May 3, 2021

 

FOR IMMEDIATE RELEASE 

Contact: Joe Dorman, CEO – Oklahoma Institute for Child Advocacy

Telephone: (405) 833-1117

Email: jdorman@oica.org

 

OICA, OK Kid Governor Discuss Children’s Health with Help from Thurman Thomas, Lt. Gov. Matt Pinnell

OKLAHOMA CITY – A Pro Football Hall of Famer, Oklahoma’s lieutenant governor, Kid Governor, and an OU professor joined the Oklahoma Institute for Child Advocacy (OICA) to discuss ways to improve the health of young Oklahomans and reduce childhood obesity.

During OICA’s annual Child Advocacy Luncheon, conducted virtually on the Zoom platform, Kid Governor Charlotte Anderson of Edmond said child health and wellness is extremely important. She cited the Kids Count 2020 survey showing that Oklahoma ranks 49th in children’s health.

She said state leaders “have all the power over taking care of moms so babies are born healthy, making sure we kids can see doctors and get medicine, and keeping us safe.” She punctuated her presentation with a straightforward admonishment to all adults on the call: “I need you to work on those things” to help kids have a healthy lifestyle.

She then introduced Lt. Gov. Matt Pinnell. Pinnell has made children’s health outcomes part of his agenda as the state’s second-in-command. He discussed a “Healthy Kids” campaign and that meetings were already underway. Pinnell said it was important for state government to break down walls keeping nonprofits like OICA and state agencies from easily working together.

Joe Dorman, CEO of OICA, said the organization’s “Fit Kids Coalition” worked hand-in-glove with the lieutenant governor’s vision. “Improving health outcomes for Oklahoma’s children is at the heart of our mission,” he said. “Charlotte has made it clear that this is her top priority for her year as Kid Governor working with OICA and Lieutenant Governor Pinnell is an exceptional choice to lead the state governments part of that effort through the Cabinet of Governor Kevin Stitt. All the pieces are there; now, this public/private coalition has to put them all together.”

Dr. Chan Hellman, an expert on child wellness at the University of Oklahoma shared a presentation on the power of hope in making things better – including overcoming adverse childhood experiences (ACEs), one of OICA’s top priorities.

“I’ve been involved with various studies with the state Health Department on childhood obesity,” Hellman related. “The conversation I want to have today is to begin thinking about the language and the science of hope requires as a potential overarching framework providing a common framework to begin working together on child wellness issues.

“Hope is the belief that your future will be better than today, and you have the power to make it so children have the capacity to flourish.”

“Dr. Hellman provided the science and the logic for why this issue is so important,” said Dorman.  “His research is critical for showing the data and the logic for why improving children’s health is both possible, and vital.”

Closing out the virtual luncheon was the headliner, former OSU legend and Pro Football Hall of Famer Thurman Thomas. Thomas is deeply involved with the National Football League’s “Play 60” program to help combat childhood obesity and promote wellness. During his address, he noted the difference he has seen in children when they are given an opportunity to be more active.

“My parents always stressed to me the importance of a strong and healthy body and a strong and healthy mind,” he said. “Eating healthy and staying active would not only allow me to achieve physical goals but also help me to stay mentally focused.”

Thomas also noted that even if one is not destined for athletic greatness, activity makes a positive difference in children’s lives. “We should be encouraging friends, encouraging kids, to get outside to play, run, and jump no matter what their athletic prowess may be. Even one step farther is very important that we make everyone feel welcome at activity time and playtime.”

Thomas also noted the issues of food insecurity and childhood obesity. He said sometimes kids are overweight because they do not have healthy options. Finally, Thomas noted that the pandemic has been difficult for everyone, especially children. “They need us now, advocates like all of you here. I am proud to be here on behalf of the Pro Football Hall of Fame and OICA. It doesn’t take a cape to be a hero to a kid, it just takes action.”

_Recorded information_.

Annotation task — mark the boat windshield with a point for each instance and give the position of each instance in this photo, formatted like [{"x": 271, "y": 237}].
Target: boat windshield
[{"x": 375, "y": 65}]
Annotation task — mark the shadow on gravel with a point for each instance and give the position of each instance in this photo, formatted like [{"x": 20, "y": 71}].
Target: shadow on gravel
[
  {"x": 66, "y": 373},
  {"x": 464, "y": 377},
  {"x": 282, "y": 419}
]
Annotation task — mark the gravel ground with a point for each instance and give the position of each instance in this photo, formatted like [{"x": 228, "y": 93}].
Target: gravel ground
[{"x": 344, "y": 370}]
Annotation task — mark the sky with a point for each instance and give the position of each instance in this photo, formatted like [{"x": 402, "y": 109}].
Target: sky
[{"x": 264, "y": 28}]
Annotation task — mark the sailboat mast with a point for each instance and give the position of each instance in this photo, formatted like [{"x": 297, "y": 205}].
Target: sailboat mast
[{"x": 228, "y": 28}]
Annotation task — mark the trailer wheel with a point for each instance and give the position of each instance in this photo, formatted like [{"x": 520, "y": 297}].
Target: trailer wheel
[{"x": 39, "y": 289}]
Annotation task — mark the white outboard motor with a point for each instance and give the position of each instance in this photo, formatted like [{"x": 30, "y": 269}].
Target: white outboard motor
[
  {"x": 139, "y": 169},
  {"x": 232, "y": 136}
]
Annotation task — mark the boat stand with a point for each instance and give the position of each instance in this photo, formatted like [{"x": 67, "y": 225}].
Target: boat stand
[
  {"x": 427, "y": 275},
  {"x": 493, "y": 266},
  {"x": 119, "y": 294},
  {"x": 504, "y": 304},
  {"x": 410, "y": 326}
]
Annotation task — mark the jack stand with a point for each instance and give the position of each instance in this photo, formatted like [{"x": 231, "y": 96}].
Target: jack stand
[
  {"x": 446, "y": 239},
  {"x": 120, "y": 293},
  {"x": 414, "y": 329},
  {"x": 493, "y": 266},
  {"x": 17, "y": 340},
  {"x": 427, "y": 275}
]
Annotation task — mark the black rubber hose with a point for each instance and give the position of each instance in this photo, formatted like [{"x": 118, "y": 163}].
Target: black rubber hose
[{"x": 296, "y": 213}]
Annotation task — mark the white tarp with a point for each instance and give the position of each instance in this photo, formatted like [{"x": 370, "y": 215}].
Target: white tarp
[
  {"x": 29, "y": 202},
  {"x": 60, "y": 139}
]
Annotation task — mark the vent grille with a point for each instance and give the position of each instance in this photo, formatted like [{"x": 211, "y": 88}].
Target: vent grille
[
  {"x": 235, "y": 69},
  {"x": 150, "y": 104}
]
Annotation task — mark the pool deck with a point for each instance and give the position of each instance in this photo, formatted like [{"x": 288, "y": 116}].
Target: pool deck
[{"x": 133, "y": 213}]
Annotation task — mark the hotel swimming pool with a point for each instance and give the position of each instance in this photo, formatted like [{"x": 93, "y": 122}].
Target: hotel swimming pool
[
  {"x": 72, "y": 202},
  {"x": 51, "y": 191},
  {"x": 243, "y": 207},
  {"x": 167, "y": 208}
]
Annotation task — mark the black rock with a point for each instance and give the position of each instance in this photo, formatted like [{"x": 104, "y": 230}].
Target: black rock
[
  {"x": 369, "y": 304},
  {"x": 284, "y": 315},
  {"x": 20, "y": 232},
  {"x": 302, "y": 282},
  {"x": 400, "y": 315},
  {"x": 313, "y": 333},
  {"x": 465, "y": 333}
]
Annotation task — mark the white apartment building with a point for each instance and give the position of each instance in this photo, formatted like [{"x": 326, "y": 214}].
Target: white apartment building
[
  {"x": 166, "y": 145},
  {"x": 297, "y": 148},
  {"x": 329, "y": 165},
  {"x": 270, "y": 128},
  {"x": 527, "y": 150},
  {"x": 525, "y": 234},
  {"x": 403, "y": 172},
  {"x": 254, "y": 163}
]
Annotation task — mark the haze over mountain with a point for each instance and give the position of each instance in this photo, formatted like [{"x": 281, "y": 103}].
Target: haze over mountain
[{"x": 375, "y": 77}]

_Exercise A_.
According to the press release, where does Oklahoma rank in children's health in the Kids Count 2020 survey?
_Exercise B_.
Return the part of the press release starting with "Joe Dorman, CEO of" and going on through "OICA’s top priorities.".
The items were drawn from a different source than the press release.

_Worked solution A_.
49th.

_Worked solution B_.
Joe Dorman, CEO of OICA, said the organization’s “Fit Kids Coalition” worked hand-in-glove with the lieutenant governor’s vision. “Improving health outcomes for Oklahoma’s children is at the heart of our mission,” he said. “Charlotte has made it clear that this is her top priority for her year as Kid Governor working with OICA and Lieutenant Governor Pinnell is an exceptional choice to lead the state governments part of that effort through the Cabinet of Governor Kevin Stitt. All the pieces are there; now, this public/private coalition has to put them all together.”

Dr. Chan Hellman, an expert on child wellness at the University of Oklahoma shared a presentation on the power of hope in making things better – including overcoming adverse childhood experiences (ACEs), one of OICA’s top priorities.